Available data:
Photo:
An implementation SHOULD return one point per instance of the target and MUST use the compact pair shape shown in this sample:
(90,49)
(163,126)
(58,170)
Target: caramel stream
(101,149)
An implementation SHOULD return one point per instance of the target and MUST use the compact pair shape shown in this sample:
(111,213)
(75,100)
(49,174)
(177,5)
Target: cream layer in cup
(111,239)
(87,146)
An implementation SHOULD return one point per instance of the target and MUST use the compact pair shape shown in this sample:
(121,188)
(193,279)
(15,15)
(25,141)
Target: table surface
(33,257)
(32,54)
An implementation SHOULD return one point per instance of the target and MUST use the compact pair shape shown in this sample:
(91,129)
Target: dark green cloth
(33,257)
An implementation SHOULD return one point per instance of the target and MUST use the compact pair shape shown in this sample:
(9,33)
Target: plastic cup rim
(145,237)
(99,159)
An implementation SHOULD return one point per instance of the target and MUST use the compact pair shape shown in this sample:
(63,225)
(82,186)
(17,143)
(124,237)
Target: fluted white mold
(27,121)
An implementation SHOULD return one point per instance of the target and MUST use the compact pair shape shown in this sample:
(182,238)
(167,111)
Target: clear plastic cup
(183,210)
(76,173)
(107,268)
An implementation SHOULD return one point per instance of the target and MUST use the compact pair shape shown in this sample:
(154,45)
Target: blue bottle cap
* * *
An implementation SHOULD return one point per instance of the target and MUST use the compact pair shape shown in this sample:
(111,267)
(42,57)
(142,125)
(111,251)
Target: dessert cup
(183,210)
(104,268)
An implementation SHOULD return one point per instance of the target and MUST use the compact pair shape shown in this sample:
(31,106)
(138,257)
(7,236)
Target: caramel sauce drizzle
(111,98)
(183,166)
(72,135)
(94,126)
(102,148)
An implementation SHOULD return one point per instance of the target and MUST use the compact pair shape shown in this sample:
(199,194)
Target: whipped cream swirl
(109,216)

Problem to work on: How many lines in the entries above contain the string "cream"? Case counts. Reply with the number alone.

The reply: 2